* **Brano citato**

Pietro Di Paola amava Alessandra. Al punto da volerla uccidere per averla solo per sé. Al punto da vendicarsi del suo mancato amore nel modo più crudele e definitivo. Quel che la cronaca agghiacciante ci ha raccontato, è la storia di un omicidio-suicidio. Ma c’è qualcosa di più feroce e folle, che spiegare solo con la follia non basta. Perché è troppo facile, troppo sbrigativo, troppo generico. La follia è pericolosa e non, la follia è anche geniale, la follia può essere benigna o maligna, e chi è in grado di diagnosticarne l’essenza? Potremmo parlare di follia per ogni efferato crimine. Faremmo probabilmente torto ai veri insani di mente. Non basta neppure parlare di lucida follia, nel caso del giovane ventenne milanese: si tratta di un ossimoro per spiegare l’inspiegabile, la follia per definizione non può essere né lucida né ragionevole. Ma se ancora diranno che è pazzia quella che ha trascinato in un abbraccio mortale quei due ragazzi giù al settimo piano, devono spiegarci perché è avvenuta, e perché nessuno se n’è accorto prima, che quel disagio esistenziale poteva diventare fatale.
Pietro ci aveva già provato, a finire la sua vita, e sempre tentando di lanciarsi da un balcone, solo qualche mese fa. Scoperto, salvato, lasciato solo coi suoi problemi trascurati, perché il ragazzo penava, la separazione dei genitori, che l’avevano accolto e adottato già ragazzino, aveva lasciato il segno. Pietro aveva trovato in Alessandra, brava ragazza, con la vocazione generosa di star vicino a persone difficili (voleva fare la psichiatra, che inquietante segnale) un punto d’appoggio, tutto l’affetto che gli era mancato. Un affetto insano, malato, morboso. Lei doveva essere sua. Non poteva soffrire per lei senza condividere con lei tutto il suo dolore.

* **Dettagli del compito**
Per favore, prosegui il brano citato sull'omicidio-suicidio di Pietro e Alessandra a partire dalla sua ultima frase.

* **Dati forniti**
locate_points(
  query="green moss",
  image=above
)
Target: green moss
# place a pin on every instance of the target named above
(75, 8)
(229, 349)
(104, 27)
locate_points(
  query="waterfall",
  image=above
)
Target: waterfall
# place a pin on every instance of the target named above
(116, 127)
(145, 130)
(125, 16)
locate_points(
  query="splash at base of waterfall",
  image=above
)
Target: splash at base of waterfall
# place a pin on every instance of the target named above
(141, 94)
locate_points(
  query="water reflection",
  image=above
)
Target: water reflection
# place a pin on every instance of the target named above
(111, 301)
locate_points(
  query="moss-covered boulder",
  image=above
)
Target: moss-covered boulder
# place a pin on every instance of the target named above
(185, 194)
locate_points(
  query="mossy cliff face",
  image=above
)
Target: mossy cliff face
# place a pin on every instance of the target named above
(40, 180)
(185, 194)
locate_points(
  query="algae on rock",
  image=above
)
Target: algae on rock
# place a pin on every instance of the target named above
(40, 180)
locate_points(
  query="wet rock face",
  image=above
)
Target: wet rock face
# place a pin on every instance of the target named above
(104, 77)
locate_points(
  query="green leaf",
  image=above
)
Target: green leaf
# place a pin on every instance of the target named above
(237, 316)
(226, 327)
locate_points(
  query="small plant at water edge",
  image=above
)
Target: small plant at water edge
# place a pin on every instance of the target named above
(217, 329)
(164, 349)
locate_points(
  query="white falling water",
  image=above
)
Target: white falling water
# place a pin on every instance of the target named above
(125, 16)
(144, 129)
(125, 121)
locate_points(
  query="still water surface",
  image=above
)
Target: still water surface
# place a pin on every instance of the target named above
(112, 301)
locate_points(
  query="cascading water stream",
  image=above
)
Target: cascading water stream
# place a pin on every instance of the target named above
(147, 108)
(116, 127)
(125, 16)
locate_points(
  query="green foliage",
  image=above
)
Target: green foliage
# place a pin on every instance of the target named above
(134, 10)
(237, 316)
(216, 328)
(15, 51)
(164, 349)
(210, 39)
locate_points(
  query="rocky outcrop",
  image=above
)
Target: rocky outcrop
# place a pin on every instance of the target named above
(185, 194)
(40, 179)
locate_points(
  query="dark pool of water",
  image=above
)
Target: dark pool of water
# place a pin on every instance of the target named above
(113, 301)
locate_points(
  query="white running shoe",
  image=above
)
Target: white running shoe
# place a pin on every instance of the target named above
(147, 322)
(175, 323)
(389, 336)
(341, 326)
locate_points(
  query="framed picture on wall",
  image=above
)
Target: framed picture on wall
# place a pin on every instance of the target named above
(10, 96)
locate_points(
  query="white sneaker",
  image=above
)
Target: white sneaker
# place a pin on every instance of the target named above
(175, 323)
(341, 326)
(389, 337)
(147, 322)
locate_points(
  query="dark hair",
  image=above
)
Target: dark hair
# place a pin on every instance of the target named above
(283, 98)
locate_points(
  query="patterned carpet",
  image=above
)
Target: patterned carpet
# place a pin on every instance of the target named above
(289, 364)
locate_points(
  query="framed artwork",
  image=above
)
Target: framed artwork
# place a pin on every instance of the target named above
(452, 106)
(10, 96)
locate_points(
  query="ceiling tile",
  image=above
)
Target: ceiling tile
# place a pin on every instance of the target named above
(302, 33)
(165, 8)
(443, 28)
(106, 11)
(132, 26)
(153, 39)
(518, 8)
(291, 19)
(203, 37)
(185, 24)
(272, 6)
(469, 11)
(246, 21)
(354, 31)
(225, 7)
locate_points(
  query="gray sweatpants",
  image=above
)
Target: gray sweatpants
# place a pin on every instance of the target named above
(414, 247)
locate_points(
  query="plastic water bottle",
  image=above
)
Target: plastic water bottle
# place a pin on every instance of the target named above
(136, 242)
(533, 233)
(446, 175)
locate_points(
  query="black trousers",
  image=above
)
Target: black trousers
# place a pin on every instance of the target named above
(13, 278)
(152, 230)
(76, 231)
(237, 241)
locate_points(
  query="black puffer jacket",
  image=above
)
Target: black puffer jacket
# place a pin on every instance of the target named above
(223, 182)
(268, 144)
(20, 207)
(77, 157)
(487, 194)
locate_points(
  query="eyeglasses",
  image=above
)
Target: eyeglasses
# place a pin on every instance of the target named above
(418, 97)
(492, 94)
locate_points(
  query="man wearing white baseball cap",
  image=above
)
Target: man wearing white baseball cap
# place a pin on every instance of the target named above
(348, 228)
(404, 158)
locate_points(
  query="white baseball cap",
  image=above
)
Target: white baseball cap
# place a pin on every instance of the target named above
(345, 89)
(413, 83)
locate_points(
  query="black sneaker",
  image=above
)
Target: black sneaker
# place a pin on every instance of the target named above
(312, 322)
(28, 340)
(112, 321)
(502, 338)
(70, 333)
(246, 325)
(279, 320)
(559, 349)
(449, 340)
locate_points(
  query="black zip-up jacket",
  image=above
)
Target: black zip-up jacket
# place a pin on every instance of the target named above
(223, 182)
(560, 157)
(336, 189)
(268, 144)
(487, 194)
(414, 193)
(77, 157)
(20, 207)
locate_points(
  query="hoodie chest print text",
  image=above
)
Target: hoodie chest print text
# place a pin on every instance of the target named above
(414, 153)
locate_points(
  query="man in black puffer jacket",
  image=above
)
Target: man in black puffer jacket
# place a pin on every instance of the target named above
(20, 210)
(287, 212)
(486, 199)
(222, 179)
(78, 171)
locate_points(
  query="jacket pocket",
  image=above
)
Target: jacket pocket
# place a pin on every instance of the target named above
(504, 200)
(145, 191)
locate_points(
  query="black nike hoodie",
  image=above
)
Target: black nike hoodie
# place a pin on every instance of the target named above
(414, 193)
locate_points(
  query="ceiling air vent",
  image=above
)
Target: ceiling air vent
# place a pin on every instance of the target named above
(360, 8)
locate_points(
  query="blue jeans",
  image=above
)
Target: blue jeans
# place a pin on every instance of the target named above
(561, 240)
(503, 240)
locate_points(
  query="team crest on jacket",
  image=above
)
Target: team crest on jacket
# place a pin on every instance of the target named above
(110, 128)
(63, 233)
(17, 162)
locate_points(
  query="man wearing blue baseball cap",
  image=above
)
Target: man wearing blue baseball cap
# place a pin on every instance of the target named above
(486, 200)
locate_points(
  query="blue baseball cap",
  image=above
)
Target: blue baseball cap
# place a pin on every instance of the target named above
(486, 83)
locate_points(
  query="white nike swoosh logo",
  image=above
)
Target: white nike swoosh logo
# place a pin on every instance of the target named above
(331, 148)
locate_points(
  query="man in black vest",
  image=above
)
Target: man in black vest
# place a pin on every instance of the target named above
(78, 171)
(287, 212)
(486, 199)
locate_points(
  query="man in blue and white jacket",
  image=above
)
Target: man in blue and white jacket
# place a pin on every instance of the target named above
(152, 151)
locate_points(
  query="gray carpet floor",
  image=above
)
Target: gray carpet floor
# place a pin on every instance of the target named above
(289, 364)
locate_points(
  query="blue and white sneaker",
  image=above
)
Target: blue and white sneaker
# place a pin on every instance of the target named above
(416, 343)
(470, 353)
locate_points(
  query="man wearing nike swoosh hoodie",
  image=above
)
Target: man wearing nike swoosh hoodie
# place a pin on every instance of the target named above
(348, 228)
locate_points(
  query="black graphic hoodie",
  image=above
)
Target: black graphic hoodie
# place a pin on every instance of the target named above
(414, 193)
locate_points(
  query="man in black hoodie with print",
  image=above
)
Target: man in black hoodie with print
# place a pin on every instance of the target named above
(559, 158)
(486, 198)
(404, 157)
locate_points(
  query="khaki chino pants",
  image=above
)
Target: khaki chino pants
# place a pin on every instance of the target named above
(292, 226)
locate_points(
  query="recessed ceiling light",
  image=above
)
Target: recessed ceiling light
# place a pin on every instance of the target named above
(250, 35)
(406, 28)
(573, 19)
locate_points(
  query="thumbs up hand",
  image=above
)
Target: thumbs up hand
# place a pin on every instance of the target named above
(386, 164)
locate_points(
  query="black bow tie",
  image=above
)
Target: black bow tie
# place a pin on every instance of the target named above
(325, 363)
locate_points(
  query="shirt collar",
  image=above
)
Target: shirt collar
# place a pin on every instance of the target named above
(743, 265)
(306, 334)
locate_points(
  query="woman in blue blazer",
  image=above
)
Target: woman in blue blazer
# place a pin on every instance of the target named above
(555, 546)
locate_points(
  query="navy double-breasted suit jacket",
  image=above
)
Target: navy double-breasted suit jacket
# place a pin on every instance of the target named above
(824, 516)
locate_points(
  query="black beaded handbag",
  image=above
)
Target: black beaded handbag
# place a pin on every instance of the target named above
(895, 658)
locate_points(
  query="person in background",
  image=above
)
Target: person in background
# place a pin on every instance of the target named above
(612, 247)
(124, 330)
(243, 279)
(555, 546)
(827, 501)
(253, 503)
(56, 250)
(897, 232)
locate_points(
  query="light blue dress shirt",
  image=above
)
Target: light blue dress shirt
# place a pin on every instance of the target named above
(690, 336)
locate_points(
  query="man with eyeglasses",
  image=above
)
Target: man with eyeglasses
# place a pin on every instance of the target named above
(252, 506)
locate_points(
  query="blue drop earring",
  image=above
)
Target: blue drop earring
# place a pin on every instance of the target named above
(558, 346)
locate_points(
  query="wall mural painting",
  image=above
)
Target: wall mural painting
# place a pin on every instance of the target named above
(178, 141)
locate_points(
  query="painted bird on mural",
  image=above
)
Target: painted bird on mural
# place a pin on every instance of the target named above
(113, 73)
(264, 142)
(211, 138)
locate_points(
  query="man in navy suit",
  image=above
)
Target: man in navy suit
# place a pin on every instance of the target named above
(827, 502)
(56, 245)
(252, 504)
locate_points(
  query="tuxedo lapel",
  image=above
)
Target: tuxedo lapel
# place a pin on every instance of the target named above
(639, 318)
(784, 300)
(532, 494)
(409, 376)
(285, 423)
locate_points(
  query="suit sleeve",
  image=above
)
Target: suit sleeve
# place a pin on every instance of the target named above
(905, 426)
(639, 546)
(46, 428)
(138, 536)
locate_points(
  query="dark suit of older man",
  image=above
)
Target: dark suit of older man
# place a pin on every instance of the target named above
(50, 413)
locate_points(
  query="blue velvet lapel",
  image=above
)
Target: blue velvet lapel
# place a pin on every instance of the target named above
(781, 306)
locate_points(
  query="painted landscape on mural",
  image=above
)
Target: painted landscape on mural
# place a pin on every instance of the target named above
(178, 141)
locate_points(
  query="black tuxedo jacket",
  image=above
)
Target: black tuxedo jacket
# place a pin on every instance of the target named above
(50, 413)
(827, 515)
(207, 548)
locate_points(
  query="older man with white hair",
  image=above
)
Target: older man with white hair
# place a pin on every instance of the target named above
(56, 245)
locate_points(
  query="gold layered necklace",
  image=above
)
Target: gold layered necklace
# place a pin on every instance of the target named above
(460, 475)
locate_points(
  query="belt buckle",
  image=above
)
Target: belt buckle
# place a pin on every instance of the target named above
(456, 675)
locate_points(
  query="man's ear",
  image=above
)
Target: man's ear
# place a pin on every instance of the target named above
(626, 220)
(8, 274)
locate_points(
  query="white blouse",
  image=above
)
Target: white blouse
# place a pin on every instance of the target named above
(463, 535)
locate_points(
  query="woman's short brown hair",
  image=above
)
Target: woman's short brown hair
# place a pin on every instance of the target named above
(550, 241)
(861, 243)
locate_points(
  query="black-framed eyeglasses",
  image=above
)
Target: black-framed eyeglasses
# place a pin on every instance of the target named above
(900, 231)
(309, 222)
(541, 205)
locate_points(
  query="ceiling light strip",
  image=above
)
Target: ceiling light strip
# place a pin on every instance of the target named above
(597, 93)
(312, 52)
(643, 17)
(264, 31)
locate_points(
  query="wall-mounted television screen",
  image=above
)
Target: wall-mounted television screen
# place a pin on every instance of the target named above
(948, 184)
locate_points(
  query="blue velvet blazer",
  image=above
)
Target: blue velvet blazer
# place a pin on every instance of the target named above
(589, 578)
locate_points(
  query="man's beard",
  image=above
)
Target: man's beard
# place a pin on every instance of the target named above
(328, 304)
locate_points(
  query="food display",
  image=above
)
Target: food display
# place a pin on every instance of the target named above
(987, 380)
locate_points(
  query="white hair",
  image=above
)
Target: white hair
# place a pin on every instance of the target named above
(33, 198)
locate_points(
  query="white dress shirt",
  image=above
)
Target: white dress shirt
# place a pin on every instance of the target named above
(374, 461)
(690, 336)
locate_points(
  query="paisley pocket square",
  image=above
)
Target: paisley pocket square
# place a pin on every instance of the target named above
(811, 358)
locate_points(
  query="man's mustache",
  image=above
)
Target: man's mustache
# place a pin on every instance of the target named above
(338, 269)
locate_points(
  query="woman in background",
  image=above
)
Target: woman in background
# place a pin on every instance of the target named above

* **La tua risposta**
È terribile che Alessandra, nella sua ingenua purezza, abbia accettato di andarlo a trovare, di passare con lui quella maledetta sera, insieme ad altri amici, nella finzione di festeggiare un compleanno. Che abbia deciso di trattenersi ancora un po’, da sola, per ascoltare quel che di urgente aveva da dirle. Che è di dominio pubblico, nella lettera spaventosa che ha lasciato ai parenti, e al mondo.
Lucidissimo, apparentemente. Parlando al passato, dando per certa la determinazione a morire, portando nel baratro chi l’aveva tradito. Lei, da odiare, lei da torturare con la paura. “Le ho fatto provare il terrore di perdere tutto, amici, famiglia e futuro”. Per scomparire insieme, sul selciato di una strada milanese, quartiere bene, gente che non fa chiasso la sera, e dunque ha sentito le urla, il botto inusuale, sordo, sul selciato. Una morte che doveva sembrargli catartica, tale da cancellare la disperazione, l’odio. “Il mio sfogo è finito nel momento in cui ho saltato” …
L’odio è soltanto espressione della follia? La maledizione con cui lo sigla, e lo tramanda al suo pubblico, nasce da qualche scena deviante di thriller, da qualche saga fumettistica noir, o è nata nella sua mente, covata giorno dopo giorno, cosciente e gelida? “Dubitate di quelli che ridono sempre e a volte non possono semplicemente fare altrimenti e nel frattempo perderanno l’anima”. Sapevi Pietro, quel che hai scritto e pensato? Perché hai sempre sorriso, perché hai scelto la maschera farsesca che ti ha lentamente reso disumano, chi ti ha impedito di essere “altrimenti”? Quando parlavi di anima, Pietro, era un modo di dire? O temevi una dannazione, simile o peggiore di quella provata nella tua giovane vita. O L’hai cercata, consapevole dell’orrore di cui ti saresti macchiato. Chi non ti ha preso per mano, Pietro, chi non ti ha aiutato ad alzare lo sguardo, a addolcire il tuo cuore, a curarti. Chi volevi davvero, nel tuo disperato assurdo desiderio di amore. Se non è solo follia, Pietro, chi ti ha invece condotto per mano, condotto alla morte, e alla maledizione?